● **Selected text**:
# Determine if 3 points form a right angle

#### abeall

Greetings, all!

This is really basic, but I'm a humble programmer, not a mathematician, and while working on a small script in which I need to determine a right angle, I realized that I don't really know what the best approach is.

Here's the abstract: I have 3 points, A,B,C, I want to determine if B forms a right angle between A and C. My only thought is to find the angle between A,B and B,C, arbitrarily subtract one from the other, and if the absolute value is 90 then we have a right angle.

Here's the full context: What I'm actually trying to do is, given a bezier curve defined as p1,cp1,cp2,p2 and another random point, pt, I want to find what point along the bezier curve is exactly perpendicular to the the target point(pt). Scary, huh? I have a function which I can use to walk the bezier curve at really small increments, finding points along the way, so eventually I'll find one point on the curve whose angle from previous point on the curve and angle to target point should form a right angle, or at least very close. The closest will be close enough, I hope.

Any help on the right angle is really what I need. Any better ideas on finding a perpendicular point along a bezier curve to a target point would be welcome, too.

Thanks!
- aaron

#### mgb_phys

Homework Helper
Last edited by a moderator:

#### JonF

Why not just convert them to vectors and take the cross product?

#### HallsofIvy

Homework Helper
I would think the dot product would be better. You can determine whether or not two vectors are perpendicular with the cross product but that requires calculating the lengths of the vectors also. Two vectors are perpendicular if and only if the dot product is 0. Of course, since you don't know which two lines are supposed to be perpendicular, you would have check all three possible pairs of lines.

A more fundamental check would be to calculate squares of the three distances between pairs of points and see if they satisfy the Pythagorean theorem.

● **Provided information**:
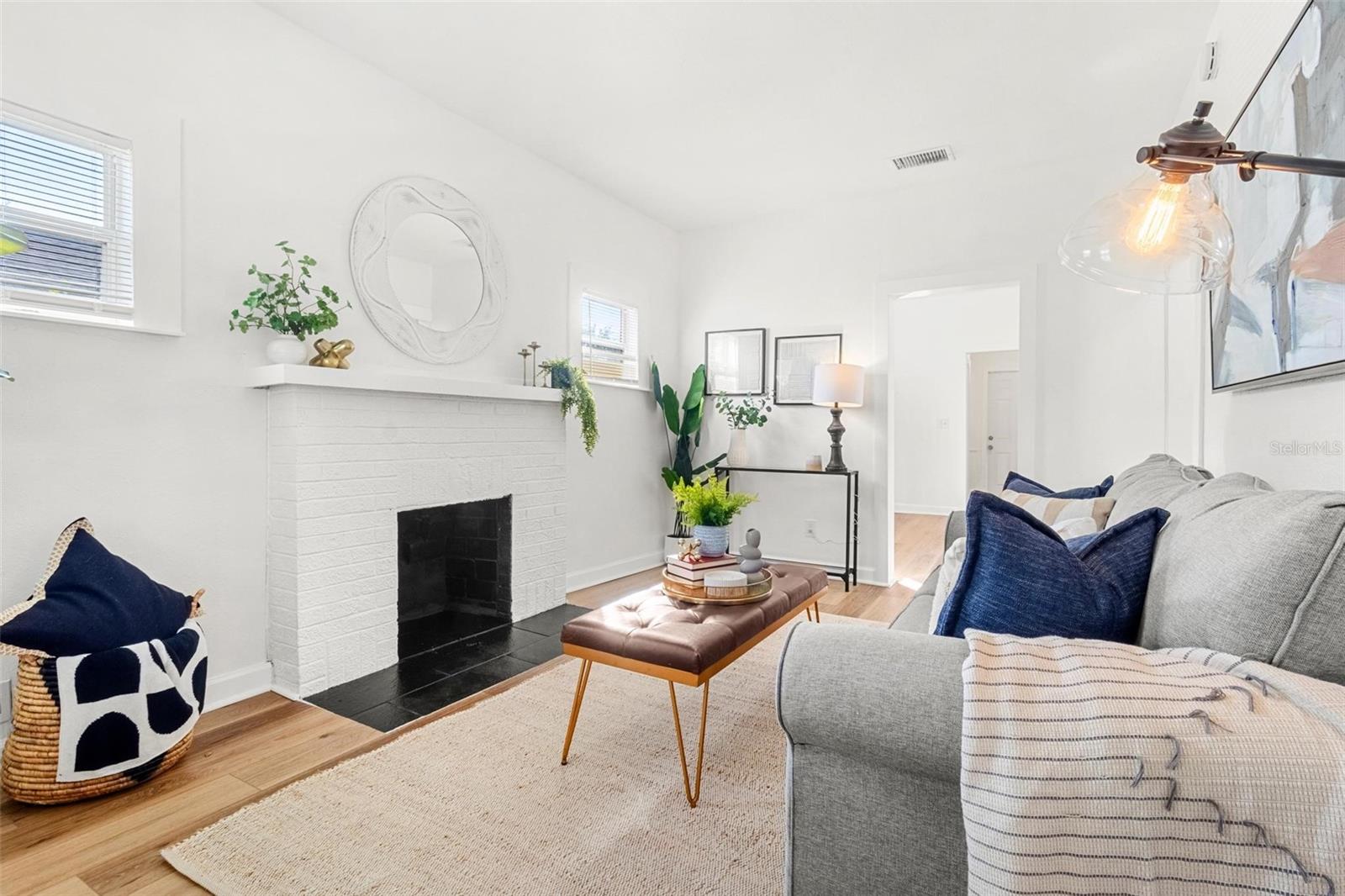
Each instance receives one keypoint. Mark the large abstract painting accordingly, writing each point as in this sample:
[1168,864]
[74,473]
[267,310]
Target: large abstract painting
[1282,313]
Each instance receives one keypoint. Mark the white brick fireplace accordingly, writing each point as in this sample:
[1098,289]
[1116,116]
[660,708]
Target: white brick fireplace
[349,450]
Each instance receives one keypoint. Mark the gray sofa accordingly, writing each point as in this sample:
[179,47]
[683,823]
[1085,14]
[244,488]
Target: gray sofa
[873,717]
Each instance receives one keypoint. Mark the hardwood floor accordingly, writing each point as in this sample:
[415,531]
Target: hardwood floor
[255,747]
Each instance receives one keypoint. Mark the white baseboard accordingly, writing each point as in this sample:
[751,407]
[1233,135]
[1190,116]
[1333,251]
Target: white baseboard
[607,572]
[237,685]
[928,510]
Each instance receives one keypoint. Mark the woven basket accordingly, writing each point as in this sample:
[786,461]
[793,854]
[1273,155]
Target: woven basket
[29,764]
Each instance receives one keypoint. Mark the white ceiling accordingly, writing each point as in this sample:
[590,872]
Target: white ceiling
[701,113]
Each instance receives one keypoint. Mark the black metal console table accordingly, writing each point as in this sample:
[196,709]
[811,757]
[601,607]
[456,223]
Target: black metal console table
[851,572]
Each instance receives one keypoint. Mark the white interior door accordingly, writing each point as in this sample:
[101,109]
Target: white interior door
[1001,425]
[992,419]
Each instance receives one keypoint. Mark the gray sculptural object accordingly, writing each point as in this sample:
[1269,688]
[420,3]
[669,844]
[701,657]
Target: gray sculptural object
[751,553]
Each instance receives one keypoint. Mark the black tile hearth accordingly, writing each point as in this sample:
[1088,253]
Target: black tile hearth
[551,620]
[540,650]
[443,673]
[464,683]
[385,716]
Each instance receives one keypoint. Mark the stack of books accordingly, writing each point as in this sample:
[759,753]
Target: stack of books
[692,572]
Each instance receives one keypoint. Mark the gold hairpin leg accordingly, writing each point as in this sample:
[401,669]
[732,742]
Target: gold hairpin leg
[693,797]
[585,667]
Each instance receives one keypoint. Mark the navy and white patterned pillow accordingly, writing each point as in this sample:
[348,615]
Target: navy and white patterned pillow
[123,709]
[1020,577]
[1024,486]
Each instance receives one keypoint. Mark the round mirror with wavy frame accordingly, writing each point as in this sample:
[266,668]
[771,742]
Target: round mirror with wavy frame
[428,269]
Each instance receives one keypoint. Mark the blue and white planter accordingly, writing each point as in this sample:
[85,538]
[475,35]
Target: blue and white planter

● **Task set**:
1. Translate this sentence from the thread on checking for a right angle into Spanish: "Two vectors are perpendicular if and only if the dot product is 0."
2. In the thread on checking for a right angle, which theorem do the squared distances between the pairs of points have to satisfy in the more fundamental check?
3. Proceed with the thread on checking for a right angle, picking up after its last post.
The records were drawn from a separate source.

● **Final answers**:
1. Dos vectores son perpendiculares si y solo si el producto escalar es 0.

2. The Pythagorean theorem.

3.
#### JonF

I would think the dot product would be better. You can determine whether or not two vectors are perpendicular with the cross product but that requires calculating the lengths of the vectors also. Two vectors are perpendicular if and only if the dot product is 0. Of course, since you don't know which two lines are supposed to be perpendicular, you would have check all three possible pairs of lines.

A more fundamental check would be to calculate squares of the three distances between pairs of points and see if they satisfy the Pythagorean theorem.
I suggested the vector approach so if they weren’t right and he wanted them to be he could find a new point that would satisfy easily. Yup go with the dot product – don’t know what I was thinking!

#### abeall

Thanks all.

These are in 2D. So, how would I determine the dot product of two 2D vectors, AB and BC?

I just looked up dot product and I'm having a hard time how I would convert it to programming language, I get quite lost in all the notation...

#### abeall

Well, I don't know about the dot product or what it might have to offer, but it turns out this works:

90 - ( Math.abs(angle1) - Math.abs(angle2) )

The two angles I think are perpendicular if the sum of the above equation is 0.

I'm also looking for speed, though, and to obtain the two angles above requires the following function to be run twice:
function angle(p1,p2){
return -Math.atan2((p1.x-p2.x), (p1.y-p2.y))/(Math.PI/180);
}

This is a notable resource drain. If there was a more efficient way that avoided this, it would be better.

Last edited:

#### Rainbow Child

...Here's the full context: What I'm actually trying to do is, given a bezier curve defined as p1,cp1,cp2,p2 and another random point, ...
What do you mean by that? How is the curve defined exactly?

... Any better ideas on finding a perpendicular point along a bezier curve to a target point would be welcome, too. ...
As long I can understand you have two points. One on the curve and the target point. Where is the 3rd point?

Do you mean that the line joining these two points is perpendicular to the tangent of the curve at the first point? (or I am lossing something? )

#### abeall

Do you mean that the line joining these two points is perpendicular to the tangent of the curve at the first point?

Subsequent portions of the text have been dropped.